══ Material shown

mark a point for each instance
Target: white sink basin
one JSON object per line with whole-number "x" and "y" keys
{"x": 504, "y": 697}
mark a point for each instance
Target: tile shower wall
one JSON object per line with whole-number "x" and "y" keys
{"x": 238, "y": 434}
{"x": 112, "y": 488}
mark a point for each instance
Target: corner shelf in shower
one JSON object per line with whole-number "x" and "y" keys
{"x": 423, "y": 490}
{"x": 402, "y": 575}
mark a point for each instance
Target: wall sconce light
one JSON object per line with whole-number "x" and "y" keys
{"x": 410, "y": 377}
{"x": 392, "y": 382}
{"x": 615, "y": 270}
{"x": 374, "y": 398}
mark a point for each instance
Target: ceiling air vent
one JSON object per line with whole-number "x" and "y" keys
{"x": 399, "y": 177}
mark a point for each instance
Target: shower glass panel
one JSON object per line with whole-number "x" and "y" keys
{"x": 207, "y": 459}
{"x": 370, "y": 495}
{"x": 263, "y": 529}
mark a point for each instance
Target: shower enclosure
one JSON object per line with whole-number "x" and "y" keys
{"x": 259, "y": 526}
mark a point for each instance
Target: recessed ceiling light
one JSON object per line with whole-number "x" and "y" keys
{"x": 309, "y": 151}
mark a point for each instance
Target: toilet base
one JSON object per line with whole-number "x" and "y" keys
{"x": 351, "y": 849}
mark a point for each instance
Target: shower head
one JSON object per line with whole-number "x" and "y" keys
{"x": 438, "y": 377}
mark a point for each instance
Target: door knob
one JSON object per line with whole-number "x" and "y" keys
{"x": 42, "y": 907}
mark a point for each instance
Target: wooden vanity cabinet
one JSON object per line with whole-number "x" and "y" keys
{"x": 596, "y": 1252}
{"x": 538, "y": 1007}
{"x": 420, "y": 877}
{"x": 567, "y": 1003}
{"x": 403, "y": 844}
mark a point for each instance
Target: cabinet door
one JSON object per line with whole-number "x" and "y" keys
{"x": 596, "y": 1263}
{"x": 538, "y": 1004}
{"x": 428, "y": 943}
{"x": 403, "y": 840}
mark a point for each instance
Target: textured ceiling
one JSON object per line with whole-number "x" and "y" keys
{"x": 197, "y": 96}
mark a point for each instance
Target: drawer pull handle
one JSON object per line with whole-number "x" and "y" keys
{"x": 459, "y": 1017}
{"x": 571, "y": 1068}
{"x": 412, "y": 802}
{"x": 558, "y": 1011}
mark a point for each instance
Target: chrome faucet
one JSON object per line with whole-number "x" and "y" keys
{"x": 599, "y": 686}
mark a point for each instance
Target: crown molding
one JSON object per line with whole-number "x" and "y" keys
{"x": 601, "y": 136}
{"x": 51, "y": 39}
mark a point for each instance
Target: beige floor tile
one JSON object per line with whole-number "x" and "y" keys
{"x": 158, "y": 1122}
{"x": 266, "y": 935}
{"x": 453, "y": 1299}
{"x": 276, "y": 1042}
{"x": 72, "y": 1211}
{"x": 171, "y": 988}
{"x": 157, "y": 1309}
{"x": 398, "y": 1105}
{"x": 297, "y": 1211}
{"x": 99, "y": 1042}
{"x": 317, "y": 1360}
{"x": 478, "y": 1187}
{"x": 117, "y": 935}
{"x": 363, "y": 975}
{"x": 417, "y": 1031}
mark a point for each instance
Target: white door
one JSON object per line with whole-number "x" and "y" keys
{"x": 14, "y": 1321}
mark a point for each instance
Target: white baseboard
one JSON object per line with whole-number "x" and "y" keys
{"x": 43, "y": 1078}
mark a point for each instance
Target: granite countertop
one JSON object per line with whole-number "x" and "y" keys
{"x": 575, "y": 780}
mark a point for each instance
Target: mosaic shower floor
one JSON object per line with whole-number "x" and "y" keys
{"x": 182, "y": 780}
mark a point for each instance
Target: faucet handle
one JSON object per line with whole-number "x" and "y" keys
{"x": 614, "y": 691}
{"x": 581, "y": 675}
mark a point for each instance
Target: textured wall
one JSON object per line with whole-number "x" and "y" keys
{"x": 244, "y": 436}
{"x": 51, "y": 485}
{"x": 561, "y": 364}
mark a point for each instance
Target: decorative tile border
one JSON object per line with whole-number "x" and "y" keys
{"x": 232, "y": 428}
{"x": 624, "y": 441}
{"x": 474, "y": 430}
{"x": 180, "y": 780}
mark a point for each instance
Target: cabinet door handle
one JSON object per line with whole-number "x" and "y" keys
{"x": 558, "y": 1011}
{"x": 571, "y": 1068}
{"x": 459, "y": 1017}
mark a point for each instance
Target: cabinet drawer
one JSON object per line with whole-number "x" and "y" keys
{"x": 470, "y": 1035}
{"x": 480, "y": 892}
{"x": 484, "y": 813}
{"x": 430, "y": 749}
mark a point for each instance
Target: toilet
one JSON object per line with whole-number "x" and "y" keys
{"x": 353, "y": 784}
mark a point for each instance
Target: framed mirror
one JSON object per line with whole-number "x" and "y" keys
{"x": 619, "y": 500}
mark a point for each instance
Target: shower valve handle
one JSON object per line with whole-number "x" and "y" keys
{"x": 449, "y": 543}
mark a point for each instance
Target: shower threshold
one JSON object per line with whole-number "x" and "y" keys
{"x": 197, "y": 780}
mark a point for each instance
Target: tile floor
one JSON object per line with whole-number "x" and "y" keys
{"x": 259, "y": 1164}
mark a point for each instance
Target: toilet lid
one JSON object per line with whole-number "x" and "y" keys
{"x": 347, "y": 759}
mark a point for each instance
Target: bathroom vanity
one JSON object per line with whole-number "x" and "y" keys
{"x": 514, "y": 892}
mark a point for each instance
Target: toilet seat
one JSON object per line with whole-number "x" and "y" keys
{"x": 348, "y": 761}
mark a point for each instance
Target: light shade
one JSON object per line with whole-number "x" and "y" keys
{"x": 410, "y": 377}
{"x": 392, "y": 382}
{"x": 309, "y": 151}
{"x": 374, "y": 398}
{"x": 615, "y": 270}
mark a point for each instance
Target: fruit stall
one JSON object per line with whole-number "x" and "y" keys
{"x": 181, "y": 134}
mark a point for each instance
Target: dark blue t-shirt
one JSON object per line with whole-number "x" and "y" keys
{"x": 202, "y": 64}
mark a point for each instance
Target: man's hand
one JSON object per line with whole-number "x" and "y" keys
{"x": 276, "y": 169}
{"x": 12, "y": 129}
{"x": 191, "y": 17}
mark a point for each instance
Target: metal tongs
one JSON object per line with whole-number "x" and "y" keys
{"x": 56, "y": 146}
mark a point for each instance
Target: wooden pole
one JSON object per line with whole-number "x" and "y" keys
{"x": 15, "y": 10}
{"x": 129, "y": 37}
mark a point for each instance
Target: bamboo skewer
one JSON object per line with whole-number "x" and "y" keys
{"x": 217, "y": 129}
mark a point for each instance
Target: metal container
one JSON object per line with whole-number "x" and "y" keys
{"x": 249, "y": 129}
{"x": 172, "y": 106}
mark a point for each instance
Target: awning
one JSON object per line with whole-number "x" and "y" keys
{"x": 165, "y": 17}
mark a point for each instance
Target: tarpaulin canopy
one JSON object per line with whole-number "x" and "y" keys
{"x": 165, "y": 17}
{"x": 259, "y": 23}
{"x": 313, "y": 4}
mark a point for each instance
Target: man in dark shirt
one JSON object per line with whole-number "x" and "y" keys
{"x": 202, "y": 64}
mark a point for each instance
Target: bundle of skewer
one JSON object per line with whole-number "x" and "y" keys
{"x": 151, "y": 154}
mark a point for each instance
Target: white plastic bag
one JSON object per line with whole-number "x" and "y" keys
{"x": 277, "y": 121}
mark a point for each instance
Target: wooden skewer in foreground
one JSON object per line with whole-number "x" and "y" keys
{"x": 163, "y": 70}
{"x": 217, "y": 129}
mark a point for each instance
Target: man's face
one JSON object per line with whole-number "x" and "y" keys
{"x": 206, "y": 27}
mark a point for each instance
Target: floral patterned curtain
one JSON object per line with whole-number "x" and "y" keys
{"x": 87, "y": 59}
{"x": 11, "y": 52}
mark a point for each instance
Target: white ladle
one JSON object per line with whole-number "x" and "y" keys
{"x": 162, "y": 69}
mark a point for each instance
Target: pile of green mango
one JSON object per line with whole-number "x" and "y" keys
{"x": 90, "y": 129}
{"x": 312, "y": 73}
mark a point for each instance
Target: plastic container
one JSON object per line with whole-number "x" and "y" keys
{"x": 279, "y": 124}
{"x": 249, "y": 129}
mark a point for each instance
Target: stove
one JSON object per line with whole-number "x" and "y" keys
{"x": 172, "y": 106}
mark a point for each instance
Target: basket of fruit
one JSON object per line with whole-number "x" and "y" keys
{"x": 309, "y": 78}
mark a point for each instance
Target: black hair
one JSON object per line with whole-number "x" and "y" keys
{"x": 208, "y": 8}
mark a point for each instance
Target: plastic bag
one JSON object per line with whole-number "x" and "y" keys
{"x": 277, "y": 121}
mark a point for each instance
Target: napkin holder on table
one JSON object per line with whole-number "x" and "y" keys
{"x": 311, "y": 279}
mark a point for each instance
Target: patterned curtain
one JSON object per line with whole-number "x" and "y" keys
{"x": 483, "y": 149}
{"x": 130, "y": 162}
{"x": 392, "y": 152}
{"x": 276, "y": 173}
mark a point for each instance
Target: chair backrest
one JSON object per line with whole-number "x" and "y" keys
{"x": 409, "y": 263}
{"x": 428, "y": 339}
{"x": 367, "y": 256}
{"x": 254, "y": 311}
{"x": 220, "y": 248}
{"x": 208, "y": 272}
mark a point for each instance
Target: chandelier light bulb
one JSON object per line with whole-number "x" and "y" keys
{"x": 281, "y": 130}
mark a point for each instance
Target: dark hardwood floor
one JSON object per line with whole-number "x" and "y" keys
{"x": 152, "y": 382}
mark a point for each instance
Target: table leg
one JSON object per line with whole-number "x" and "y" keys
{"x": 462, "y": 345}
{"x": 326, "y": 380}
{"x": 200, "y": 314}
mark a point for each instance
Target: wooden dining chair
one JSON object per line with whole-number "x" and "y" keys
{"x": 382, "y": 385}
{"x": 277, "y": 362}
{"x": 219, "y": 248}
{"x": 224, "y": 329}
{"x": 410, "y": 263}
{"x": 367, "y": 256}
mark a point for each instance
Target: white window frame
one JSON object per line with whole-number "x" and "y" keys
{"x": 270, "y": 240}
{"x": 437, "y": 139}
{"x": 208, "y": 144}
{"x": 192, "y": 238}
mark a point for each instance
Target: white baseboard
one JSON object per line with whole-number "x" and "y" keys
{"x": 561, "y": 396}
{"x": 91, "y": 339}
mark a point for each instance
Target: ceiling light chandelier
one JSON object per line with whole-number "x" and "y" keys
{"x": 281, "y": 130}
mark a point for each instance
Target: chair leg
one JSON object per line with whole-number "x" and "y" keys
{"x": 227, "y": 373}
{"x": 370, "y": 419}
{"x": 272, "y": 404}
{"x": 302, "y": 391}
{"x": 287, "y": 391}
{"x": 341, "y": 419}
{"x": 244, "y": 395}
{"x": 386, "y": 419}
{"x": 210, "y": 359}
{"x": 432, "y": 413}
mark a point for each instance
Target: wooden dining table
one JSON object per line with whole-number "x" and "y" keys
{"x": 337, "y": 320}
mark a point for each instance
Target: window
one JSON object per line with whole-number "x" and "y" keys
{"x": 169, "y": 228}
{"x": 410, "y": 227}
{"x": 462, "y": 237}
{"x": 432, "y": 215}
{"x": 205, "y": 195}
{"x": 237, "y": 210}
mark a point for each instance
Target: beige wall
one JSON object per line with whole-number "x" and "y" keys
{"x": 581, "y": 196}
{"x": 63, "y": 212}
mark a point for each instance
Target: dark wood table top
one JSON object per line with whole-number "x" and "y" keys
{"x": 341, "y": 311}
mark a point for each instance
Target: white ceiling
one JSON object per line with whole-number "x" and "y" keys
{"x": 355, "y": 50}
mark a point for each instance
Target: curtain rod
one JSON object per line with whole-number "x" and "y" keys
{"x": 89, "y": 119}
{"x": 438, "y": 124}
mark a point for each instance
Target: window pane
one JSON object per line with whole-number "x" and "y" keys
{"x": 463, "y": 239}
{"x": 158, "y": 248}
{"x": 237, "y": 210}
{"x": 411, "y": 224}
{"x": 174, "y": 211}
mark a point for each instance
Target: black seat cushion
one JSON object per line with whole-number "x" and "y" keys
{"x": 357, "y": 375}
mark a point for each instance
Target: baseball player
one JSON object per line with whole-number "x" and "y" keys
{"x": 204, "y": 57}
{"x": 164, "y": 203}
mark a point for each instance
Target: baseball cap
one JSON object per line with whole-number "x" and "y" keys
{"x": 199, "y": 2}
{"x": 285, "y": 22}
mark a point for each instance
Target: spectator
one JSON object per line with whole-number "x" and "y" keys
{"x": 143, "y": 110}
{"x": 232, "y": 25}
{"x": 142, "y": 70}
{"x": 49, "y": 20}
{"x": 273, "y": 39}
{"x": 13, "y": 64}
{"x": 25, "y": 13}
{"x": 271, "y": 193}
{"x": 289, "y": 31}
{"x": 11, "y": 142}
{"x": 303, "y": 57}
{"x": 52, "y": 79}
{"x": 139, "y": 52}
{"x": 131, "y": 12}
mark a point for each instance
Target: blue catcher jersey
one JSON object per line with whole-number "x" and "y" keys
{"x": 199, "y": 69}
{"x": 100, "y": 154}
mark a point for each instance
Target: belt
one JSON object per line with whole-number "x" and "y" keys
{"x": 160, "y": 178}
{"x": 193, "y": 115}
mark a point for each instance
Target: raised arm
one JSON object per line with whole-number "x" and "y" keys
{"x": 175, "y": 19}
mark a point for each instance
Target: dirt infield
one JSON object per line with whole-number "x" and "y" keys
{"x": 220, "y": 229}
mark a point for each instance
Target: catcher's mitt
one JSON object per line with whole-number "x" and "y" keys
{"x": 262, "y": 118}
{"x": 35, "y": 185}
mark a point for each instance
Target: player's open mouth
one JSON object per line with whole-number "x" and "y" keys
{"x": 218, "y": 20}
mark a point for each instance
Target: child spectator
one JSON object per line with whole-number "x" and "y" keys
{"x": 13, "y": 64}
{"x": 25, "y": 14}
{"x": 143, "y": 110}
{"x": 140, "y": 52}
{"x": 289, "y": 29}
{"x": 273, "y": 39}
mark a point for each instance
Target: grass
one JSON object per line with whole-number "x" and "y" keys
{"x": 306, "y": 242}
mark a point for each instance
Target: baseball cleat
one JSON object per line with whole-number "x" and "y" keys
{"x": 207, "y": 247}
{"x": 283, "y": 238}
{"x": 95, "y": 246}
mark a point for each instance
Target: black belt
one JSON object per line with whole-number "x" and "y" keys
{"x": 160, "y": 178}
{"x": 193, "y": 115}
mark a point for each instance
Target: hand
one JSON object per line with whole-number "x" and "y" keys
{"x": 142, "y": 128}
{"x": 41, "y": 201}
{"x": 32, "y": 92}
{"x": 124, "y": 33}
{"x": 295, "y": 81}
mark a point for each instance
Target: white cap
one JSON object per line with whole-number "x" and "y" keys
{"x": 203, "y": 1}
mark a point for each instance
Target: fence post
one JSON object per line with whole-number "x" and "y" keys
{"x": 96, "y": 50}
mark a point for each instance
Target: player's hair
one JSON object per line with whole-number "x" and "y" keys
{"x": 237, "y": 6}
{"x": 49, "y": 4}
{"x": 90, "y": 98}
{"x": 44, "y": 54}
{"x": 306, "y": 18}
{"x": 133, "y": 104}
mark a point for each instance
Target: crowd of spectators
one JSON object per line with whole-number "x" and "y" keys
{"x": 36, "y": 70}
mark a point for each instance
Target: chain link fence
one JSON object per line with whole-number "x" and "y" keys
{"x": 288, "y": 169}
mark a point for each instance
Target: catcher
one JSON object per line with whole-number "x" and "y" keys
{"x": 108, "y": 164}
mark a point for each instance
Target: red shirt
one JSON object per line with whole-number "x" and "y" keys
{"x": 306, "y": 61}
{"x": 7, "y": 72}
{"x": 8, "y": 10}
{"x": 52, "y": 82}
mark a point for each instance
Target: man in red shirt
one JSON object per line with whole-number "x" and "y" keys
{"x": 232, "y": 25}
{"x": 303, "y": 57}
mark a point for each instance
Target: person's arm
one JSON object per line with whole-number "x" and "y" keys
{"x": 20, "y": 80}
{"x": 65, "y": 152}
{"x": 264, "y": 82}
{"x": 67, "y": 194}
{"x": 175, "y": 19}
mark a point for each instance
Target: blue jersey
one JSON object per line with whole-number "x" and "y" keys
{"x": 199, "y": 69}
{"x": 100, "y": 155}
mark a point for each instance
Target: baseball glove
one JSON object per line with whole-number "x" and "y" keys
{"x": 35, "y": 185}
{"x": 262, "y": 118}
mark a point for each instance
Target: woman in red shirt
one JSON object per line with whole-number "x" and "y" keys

════

■ **Task brief**:
Find the lines in the records that contain the word "wooden", then copy every one of them.

■ **Answer section**:
Target: wooden vanity cabinet
Target: wooden pole
Target: wooden skewer in foreground
Target: wooden dining chair
Target: wooden dining table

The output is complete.